April/May 2023 Edition

Special Section

Silent Resistance

A traveling beadwork exhibition underlines the radical possibilities of art as activism.

In 2002, the Algonquin artist Nadia Myre wrote, “Beading is political, whether it’s simply the personal contribution to an age-old continuum or consciously reworking loaded imagery. I really do see beading as an act of silent resistance.”

Jamie Okuma (Luiseno/Shoshone-Bannock’Wailaki/Okinawan), Elk Beaded Boots, 2017, antique glass, steel, brass and aluminum on re-appropriated Commercial Boots by Giuseppe Zanotti. Collection of Ellen and Bill Taubman. Photo by: Don Hall, Courtesy of the MacKenzie Art Gallery.

That year, she exhibited the 56 pages of the Canadian government’s Indian Act which she and 230 of her compatriots beaded over with red beads—white beads replacing each word. Passed in 1876, the act was an attempt to assimilate First Peoples into non-Indigenous society.

Beautiful and decorative Indigenous beadwork as social commentary is the subject of the exhibition Radical Stitch being shown at the Art Gallery of Hamilton in Ontario, Canada, through May 28. It was organized by the Mackenzie Art Gallery in Regina, Saskatchewan.

Justine Gustafson (Ojibwe), Let’s Heal Together, 2020, felt, satin, seed beads, metal clasp, smoked deer hide, brass sequins. Collection of the Artist. Photo by: Don Hall, Courtesy of the MacKenzie Art Gallery.

The museums explain, “Beading is one of the defining mediums of contemporary Indigenous art on this continent, and this landmark exhibition will bring much-needed critical attention to the breadth and impact of this practice.

“Radical Stitch looks at the contemporary and transformative context of beading through the aesthetic innovations of artists and the tactile beauty of beads,” the museum notes. “Beading materials and techniques are rooted in both culturally informed traditions and cultural adaptation, and function as a place of encounter, knowledge transfer and acts of resistance. Connecting to a tradition of making, exercised over thousands of years, this skill-based practice ties one artist to another, past to present and beyond. The exhibition includes a range of work from the customary to the contemporary, with a variety of approaches, concepts and purposes. Gathering together top artists from across North America/Turtle Island, the selected pieces exemplify current and future directions of some of the most exciting and impressive practices. The works in Radical Stitch invite viewers to immerse themselves in the political, creative and aesthetic dimensions of beadwork.”

Installation view, Radical Stitch, Mackenzie Art Gallery, 2022. Photo by: Don Hall, courtesy of the MacKenzie Art Gallery.
□ □ □ □ □ □ □
→ ACTIVITY LIST:
**A.** In the beadwork article, how many pages of the Indian Act did Nadia Myre exhibit?
**B.** Return the part of the beadwork article from "Beautiful and decorative" to "in Regina, Saskatchewan.", copied word for word.
□ □ □ □ □ □ □
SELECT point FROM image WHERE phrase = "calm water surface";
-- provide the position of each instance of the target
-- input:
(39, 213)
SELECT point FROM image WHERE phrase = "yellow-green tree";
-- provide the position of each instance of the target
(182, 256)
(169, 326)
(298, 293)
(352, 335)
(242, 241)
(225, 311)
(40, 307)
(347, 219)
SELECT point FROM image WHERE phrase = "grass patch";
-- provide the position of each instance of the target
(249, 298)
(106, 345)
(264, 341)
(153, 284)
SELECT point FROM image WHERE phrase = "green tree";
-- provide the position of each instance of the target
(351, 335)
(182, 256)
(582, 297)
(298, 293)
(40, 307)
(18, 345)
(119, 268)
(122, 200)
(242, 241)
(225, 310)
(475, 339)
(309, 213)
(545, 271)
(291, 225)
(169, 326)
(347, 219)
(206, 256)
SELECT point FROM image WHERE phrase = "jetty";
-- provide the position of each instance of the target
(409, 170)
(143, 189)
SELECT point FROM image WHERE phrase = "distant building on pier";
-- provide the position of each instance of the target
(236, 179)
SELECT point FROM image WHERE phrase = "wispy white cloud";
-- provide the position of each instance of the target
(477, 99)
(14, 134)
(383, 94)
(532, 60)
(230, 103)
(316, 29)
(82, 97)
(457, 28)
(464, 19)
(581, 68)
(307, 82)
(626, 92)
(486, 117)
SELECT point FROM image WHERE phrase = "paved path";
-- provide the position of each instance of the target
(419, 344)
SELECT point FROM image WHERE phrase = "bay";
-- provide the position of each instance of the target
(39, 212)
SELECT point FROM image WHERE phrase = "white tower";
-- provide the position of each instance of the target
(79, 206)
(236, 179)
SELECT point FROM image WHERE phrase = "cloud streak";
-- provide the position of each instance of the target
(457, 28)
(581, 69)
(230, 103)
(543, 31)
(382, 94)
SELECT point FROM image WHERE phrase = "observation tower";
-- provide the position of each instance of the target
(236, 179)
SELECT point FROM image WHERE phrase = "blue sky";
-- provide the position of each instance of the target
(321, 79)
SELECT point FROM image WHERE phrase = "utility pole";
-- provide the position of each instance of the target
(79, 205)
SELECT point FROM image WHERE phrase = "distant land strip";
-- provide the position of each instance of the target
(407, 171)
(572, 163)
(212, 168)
□ □ □ □ □ □ □
→ ANSWER SECTION:
**A.** 56 pages

**B.**
Beautiful and decorative Indigenous beadwork as social commentary is the subject of the exhibition Radical Stitch being shown at the Art Gallery of Hamilton in Ontario, Canada, through May 28. It was organized by the Mackenzie Art Gallery in Regina, Saskatchewan.